### Brief 1
Print the stretch of the VectorCypher workloads excerpt below from "Support-ticket knowledge graph" through "a similarity search.".
### Brief 2
Answer these questions from the VectorCypher workloads excerpt below.
(a) Which stack are the workloads best run on?
(b) About how many support tickets are ingested?
(c) What kind of graph walk answers the request for context around Acme Logistics?
### Brief 3
For each statement, decide whether it agrees with the VectorCypher workloads excerpt below. Answer yes or no, and quote the words from the excerpt that decide it.
(a) Entity vectors are already indexed on the embedded backend.
(b) Vector search handles the question about tickets on login failures well.
(c) The request for context around Acme Logistics is answered by a similarity search.

### Excerpt provided
These workloads lean on VectorCypher’s knowledge graph, so they’re best on PostgreSQL + Neo4j (make dev). Pass --config examples/khora.standard.yaml to point at that stack. They also run on the zero-infra embedded backend (pip install "khora[sqlite-lance]" + OPENAI_API_KEY), but entity vectors aren’t indexed there yet, so write-time dedup and some graph reads degrade.
WorkloadTeaches
Support-ticket graphVector search vs. multi-hop graph traversal
Namespace versioningThe dual-UUID model and the storage API
Resume searchFull extraction + cross-document entity resolution

Support-ticket knowledge graph

Ingest ~100 support tickets, then ask two shapes of question. “Tickets about login failures” is a ranked-list problem. Vector search nails it. “Give me context around Acme Logistics” is a neighborhood problem. The answer is Acme’s tickets, the products Acme uses, the agents handling them, the error categories, and other customers on the same products. That’s a 2-hop graph walk, not a similarity search.

### Data extract
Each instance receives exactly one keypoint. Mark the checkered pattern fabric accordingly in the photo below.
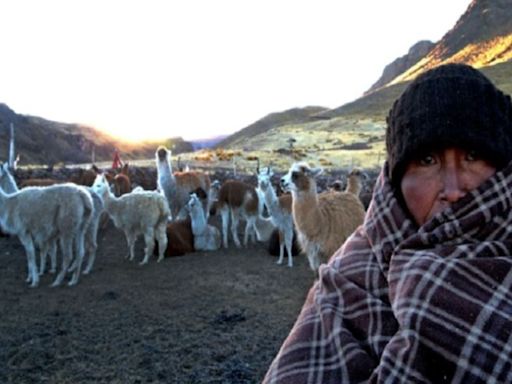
(402, 304)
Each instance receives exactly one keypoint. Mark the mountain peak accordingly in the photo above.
(481, 37)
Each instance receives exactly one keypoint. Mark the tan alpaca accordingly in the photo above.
(323, 221)
(177, 186)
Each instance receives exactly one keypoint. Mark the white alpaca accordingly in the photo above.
(141, 213)
(323, 222)
(43, 215)
(8, 184)
(91, 234)
(206, 237)
(238, 200)
(177, 186)
(280, 210)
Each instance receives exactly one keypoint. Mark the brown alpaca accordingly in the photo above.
(177, 186)
(122, 183)
(323, 221)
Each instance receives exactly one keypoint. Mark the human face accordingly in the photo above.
(433, 182)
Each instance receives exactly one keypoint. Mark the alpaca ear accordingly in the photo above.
(316, 171)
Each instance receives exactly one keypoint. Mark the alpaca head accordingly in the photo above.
(162, 154)
(193, 203)
(300, 178)
(100, 185)
(264, 177)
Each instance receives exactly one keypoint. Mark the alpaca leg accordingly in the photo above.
(281, 247)
(161, 236)
(53, 257)
(92, 247)
(249, 228)
(234, 226)
(130, 239)
(33, 275)
(79, 257)
(149, 241)
(224, 214)
(66, 247)
(288, 241)
(42, 259)
(313, 258)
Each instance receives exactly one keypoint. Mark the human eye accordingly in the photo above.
(472, 155)
(427, 159)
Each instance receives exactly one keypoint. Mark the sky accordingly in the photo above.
(155, 69)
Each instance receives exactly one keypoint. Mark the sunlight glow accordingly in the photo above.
(196, 69)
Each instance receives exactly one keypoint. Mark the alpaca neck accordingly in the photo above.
(8, 184)
(198, 221)
(110, 201)
(165, 175)
(271, 200)
(353, 186)
(306, 214)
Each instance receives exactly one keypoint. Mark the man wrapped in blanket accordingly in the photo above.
(422, 291)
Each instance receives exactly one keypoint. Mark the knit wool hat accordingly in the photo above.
(453, 105)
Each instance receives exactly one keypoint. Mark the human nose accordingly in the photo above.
(454, 187)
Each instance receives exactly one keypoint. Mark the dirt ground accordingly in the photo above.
(217, 317)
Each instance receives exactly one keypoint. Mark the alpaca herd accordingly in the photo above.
(53, 217)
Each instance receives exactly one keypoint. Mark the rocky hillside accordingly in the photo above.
(481, 37)
(417, 52)
(273, 120)
(45, 142)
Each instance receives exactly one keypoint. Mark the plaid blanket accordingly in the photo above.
(402, 304)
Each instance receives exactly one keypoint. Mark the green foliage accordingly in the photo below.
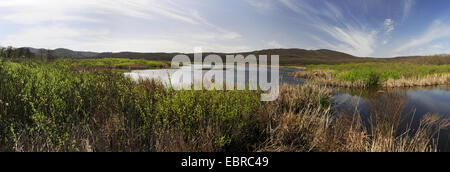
(48, 107)
(113, 62)
(374, 73)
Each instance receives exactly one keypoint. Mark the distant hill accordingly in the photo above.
(287, 56)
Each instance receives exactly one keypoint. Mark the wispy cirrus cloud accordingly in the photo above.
(438, 30)
(349, 37)
(407, 7)
(77, 24)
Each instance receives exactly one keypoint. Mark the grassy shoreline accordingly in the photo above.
(49, 107)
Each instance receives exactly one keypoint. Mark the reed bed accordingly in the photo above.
(47, 107)
(328, 78)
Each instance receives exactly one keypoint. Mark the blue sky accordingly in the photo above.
(377, 28)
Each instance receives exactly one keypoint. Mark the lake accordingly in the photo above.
(417, 101)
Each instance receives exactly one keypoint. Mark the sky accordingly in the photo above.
(366, 28)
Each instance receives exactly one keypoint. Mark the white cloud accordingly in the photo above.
(260, 4)
(436, 31)
(275, 44)
(389, 26)
(407, 7)
(354, 39)
(62, 32)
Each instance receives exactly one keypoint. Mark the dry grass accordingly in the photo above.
(327, 78)
(300, 127)
(430, 80)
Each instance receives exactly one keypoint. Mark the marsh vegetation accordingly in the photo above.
(48, 106)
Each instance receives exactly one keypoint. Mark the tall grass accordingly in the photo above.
(49, 107)
(376, 74)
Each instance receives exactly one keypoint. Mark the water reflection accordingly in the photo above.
(412, 103)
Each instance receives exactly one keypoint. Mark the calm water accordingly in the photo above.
(418, 101)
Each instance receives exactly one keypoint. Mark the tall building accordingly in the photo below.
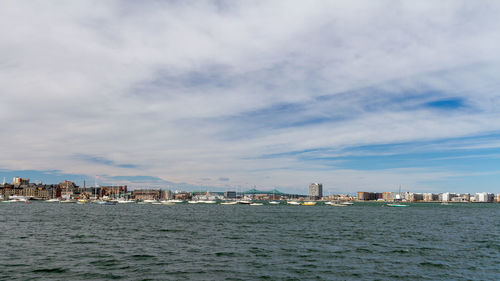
(316, 190)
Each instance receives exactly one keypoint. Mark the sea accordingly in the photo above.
(366, 241)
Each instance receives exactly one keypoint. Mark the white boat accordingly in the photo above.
(334, 204)
(18, 198)
(229, 203)
(208, 201)
(256, 204)
(125, 201)
(308, 203)
(347, 203)
(175, 201)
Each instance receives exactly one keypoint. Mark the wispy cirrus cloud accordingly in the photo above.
(188, 91)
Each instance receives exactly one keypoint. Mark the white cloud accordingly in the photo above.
(179, 88)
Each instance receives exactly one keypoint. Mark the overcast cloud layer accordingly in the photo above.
(244, 93)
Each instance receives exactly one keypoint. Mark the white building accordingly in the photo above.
(485, 197)
(316, 190)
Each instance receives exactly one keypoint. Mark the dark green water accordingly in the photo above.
(47, 241)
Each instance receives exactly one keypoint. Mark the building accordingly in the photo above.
(485, 197)
(369, 195)
(146, 194)
(167, 194)
(413, 197)
(429, 197)
(17, 181)
(315, 190)
(230, 194)
(446, 197)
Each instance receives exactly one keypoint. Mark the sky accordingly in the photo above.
(220, 95)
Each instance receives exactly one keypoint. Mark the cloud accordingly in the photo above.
(184, 91)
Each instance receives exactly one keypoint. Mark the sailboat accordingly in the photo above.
(398, 197)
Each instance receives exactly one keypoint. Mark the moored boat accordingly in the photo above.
(308, 203)
(229, 203)
(397, 205)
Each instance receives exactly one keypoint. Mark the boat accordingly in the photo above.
(398, 205)
(101, 202)
(18, 198)
(207, 201)
(229, 203)
(124, 201)
(308, 203)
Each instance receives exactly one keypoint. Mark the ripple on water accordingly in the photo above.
(191, 242)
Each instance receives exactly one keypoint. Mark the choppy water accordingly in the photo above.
(44, 241)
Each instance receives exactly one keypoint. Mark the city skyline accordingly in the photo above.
(354, 95)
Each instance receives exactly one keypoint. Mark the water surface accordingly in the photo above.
(50, 241)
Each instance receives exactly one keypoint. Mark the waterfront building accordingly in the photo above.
(484, 197)
(17, 181)
(146, 194)
(113, 191)
(446, 197)
(167, 194)
(413, 197)
(230, 194)
(315, 190)
(368, 195)
(429, 197)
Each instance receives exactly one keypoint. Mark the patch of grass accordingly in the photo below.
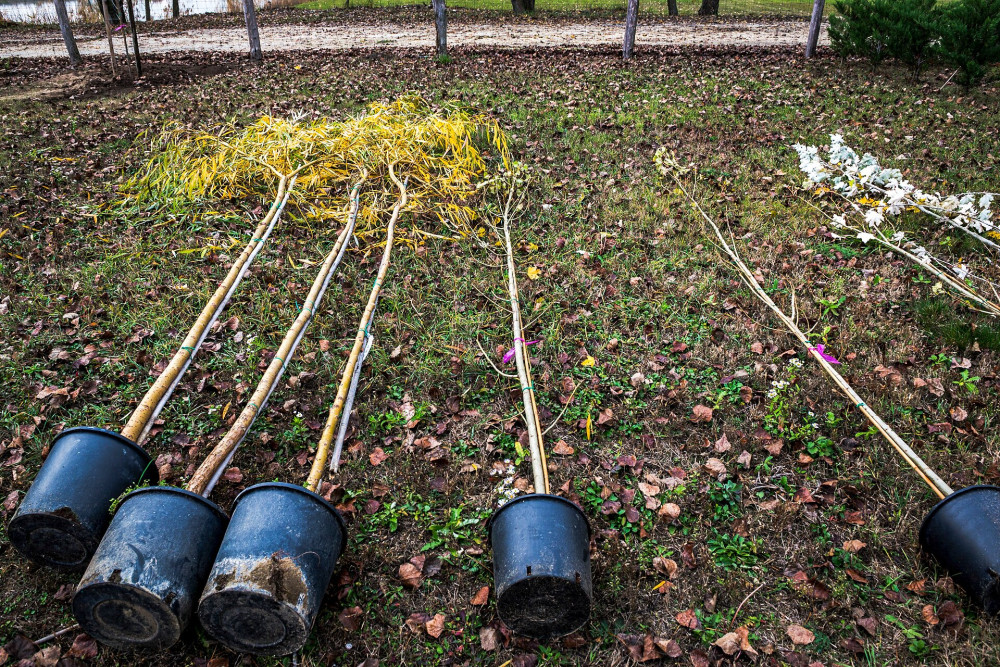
(941, 322)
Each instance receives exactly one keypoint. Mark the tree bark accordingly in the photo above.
(250, 14)
(67, 31)
(814, 26)
(441, 26)
(631, 19)
(709, 8)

### Exercise solution 1
Support-ticket knowledge graph

Ingest ~100 support tickets, then ask two shapes of question. “Tickets about login failures” is a ranked-list problem. Vector search nails it. “Give me context around Acme Logistics” is a neighborhood problem. The answer is Acme’s tickets, the products Acme uses, the agents handling them, the error categories, and other customers on the same products. That’s a 2-hop graph walk, not a similarity search.

### Exercise solution 2
(a) PostgreSQL + Neo4j.
(b) About 100.
(c) A 2-hop graph walk.

### Exercise solution 3
(a) No: "entity vectors aren’t indexed there yet"
(b) Yes: "Vector search nails it."
(c) No: "That’s a 2-hop graph walk, not a similarity search."